Dataset extract
.....

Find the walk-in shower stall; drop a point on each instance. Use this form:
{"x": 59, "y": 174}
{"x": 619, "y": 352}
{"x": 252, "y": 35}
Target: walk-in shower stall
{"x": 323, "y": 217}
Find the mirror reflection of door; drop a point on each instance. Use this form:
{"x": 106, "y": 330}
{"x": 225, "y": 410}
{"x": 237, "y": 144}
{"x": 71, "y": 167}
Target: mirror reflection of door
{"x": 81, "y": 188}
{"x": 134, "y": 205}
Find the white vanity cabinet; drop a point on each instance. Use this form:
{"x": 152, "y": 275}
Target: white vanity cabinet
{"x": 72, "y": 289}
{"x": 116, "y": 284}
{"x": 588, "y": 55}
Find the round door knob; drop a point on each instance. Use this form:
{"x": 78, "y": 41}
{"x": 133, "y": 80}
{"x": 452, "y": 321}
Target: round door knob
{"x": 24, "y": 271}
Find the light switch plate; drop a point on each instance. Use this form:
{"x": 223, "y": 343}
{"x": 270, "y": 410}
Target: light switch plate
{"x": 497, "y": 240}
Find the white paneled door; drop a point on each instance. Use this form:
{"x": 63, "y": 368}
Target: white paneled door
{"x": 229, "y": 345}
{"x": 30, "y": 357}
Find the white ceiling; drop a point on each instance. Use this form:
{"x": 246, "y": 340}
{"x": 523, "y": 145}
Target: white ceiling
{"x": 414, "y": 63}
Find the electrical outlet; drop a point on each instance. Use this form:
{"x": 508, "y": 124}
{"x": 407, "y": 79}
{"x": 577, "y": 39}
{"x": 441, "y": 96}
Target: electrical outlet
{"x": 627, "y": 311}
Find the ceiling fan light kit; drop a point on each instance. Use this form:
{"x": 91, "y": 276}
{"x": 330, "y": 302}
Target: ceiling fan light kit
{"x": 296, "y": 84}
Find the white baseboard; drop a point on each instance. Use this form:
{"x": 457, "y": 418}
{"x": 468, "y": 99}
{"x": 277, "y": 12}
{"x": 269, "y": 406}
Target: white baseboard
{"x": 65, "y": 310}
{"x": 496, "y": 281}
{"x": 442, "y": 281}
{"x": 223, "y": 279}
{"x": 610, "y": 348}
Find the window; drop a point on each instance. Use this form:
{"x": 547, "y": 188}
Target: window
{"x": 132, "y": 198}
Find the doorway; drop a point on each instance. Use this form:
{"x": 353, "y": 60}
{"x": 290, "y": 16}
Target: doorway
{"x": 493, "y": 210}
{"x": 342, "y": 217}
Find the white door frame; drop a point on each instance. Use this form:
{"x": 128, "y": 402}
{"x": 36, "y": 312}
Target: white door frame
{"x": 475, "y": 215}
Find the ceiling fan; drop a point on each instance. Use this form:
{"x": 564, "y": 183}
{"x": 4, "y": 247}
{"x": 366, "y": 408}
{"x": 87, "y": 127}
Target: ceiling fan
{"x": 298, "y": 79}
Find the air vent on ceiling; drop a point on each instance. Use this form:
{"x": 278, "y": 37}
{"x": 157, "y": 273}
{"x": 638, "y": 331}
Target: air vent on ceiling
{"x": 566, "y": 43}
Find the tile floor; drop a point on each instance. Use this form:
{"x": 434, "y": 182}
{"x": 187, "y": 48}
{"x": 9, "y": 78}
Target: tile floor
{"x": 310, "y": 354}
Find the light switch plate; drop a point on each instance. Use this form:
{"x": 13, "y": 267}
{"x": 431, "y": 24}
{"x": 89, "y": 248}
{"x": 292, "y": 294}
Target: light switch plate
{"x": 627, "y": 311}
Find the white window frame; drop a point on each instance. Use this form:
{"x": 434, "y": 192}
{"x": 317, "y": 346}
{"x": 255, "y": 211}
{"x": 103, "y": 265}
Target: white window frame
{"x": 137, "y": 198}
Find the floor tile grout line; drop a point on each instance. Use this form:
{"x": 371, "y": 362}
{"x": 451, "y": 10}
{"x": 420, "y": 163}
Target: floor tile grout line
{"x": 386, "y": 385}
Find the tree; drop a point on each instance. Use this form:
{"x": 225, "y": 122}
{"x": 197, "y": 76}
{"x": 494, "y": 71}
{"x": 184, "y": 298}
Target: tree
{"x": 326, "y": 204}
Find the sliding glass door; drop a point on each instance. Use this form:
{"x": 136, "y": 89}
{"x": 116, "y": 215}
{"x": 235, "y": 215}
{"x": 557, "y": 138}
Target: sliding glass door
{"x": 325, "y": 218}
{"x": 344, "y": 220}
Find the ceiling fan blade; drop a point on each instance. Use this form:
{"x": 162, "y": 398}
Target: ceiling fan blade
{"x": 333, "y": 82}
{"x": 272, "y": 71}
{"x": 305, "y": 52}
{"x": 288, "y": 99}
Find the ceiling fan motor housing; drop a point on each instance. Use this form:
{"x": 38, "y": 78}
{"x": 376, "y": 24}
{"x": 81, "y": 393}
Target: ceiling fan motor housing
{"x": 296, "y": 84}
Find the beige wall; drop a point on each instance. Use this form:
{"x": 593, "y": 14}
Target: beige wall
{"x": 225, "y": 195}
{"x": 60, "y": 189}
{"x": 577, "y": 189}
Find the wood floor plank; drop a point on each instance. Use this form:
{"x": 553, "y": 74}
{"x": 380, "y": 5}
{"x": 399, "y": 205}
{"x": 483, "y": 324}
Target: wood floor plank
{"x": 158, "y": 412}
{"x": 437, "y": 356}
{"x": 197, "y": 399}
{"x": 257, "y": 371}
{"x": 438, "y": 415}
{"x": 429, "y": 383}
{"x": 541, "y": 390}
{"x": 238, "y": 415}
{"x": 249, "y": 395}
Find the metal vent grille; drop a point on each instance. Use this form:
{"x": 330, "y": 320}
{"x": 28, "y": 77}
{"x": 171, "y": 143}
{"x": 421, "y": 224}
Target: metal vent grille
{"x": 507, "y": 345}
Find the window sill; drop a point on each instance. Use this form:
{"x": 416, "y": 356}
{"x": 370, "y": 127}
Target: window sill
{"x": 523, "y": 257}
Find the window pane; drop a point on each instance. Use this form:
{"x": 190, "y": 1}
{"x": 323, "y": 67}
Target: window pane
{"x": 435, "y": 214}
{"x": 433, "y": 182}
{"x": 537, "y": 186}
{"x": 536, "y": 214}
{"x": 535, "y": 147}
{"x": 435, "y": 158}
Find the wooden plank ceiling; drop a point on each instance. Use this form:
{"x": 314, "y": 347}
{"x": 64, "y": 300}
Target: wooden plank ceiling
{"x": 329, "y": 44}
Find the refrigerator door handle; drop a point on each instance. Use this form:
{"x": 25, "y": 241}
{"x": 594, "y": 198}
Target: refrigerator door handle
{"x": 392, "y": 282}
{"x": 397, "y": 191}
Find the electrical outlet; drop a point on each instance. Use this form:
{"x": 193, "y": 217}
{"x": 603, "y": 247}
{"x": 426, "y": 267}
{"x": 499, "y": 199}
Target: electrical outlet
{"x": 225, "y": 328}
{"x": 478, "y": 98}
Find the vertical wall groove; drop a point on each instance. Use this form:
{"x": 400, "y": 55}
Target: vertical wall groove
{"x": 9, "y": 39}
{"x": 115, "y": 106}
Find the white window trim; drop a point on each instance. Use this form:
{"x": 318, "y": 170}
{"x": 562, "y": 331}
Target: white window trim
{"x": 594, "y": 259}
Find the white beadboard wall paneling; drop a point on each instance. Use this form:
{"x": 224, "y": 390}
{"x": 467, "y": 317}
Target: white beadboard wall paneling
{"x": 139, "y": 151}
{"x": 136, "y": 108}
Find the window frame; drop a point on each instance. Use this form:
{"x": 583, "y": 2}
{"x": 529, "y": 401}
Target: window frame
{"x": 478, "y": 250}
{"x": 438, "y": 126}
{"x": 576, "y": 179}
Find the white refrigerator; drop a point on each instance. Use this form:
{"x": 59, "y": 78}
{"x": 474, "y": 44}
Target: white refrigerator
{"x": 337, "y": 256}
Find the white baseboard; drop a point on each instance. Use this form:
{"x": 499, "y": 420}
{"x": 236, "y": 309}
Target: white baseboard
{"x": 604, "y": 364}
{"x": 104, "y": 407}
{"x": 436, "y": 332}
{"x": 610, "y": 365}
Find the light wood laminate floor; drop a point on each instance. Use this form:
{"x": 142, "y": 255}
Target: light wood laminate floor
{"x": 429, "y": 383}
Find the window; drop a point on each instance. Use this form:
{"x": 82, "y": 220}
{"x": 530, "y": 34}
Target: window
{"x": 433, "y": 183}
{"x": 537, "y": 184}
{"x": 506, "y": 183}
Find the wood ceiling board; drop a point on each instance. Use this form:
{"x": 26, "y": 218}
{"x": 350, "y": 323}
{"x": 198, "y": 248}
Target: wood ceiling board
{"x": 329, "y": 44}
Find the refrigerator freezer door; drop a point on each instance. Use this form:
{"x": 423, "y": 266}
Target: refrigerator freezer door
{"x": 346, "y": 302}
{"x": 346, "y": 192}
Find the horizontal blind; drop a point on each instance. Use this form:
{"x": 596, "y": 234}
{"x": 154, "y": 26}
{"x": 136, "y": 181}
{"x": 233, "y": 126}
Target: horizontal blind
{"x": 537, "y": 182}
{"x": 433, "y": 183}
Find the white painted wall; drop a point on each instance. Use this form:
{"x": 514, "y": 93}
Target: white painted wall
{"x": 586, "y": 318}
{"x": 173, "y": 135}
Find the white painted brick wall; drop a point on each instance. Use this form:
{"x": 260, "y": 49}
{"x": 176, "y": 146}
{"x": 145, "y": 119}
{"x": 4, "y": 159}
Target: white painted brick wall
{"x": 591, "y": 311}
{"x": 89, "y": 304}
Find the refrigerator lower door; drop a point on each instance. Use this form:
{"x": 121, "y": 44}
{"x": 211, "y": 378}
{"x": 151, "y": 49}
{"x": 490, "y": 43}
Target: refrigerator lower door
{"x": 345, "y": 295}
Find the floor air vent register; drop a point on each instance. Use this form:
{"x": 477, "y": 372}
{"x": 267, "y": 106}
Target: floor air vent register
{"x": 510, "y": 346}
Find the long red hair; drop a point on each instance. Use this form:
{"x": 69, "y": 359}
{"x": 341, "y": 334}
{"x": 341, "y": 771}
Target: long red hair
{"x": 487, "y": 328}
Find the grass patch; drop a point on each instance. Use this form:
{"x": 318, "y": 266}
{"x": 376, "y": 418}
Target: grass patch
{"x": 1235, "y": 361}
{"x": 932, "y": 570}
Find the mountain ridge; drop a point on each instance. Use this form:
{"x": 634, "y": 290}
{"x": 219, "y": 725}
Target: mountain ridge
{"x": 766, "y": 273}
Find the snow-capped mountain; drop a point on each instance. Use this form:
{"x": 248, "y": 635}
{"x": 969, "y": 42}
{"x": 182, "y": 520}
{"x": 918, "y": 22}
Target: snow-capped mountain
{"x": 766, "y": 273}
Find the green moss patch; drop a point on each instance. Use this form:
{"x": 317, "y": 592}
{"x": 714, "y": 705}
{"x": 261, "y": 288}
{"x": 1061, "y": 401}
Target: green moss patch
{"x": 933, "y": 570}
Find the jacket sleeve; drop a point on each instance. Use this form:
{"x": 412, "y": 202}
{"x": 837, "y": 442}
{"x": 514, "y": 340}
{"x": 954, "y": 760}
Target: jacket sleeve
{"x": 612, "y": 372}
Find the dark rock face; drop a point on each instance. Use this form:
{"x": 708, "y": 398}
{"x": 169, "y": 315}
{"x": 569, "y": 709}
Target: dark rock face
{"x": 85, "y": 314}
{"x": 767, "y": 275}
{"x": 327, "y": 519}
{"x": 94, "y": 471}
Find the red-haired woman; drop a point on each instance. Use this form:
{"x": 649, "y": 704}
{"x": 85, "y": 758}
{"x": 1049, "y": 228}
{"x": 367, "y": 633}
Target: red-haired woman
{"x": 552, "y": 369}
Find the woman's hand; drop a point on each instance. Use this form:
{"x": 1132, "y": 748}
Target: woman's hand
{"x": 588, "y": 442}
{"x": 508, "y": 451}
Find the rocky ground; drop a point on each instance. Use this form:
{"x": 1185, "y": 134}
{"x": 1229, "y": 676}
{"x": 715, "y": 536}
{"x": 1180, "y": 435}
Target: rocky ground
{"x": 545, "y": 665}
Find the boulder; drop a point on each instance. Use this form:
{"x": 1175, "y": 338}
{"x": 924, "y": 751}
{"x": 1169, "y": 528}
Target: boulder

.....

Exercise goal
Rewrite the lines from the one with "Find the rocky" through the last line, putting "large stone" in place of "boulder" and changing nothing else.

Written response
Find the rocky ground; drop a point on each instance. Use this form:
{"x": 1185, "y": 134}
{"x": 1229, "y": 676}
{"x": 715, "y": 536}
{"x": 1180, "y": 435}
Target: rocky ground
{"x": 545, "y": 665}
Find the large stone; drop a point on each instance. Use this form:
{"x": 1175, "y": 338}
{"x": 924, "y": 751}
{"x": 1169, "y": 528}
Target: large stone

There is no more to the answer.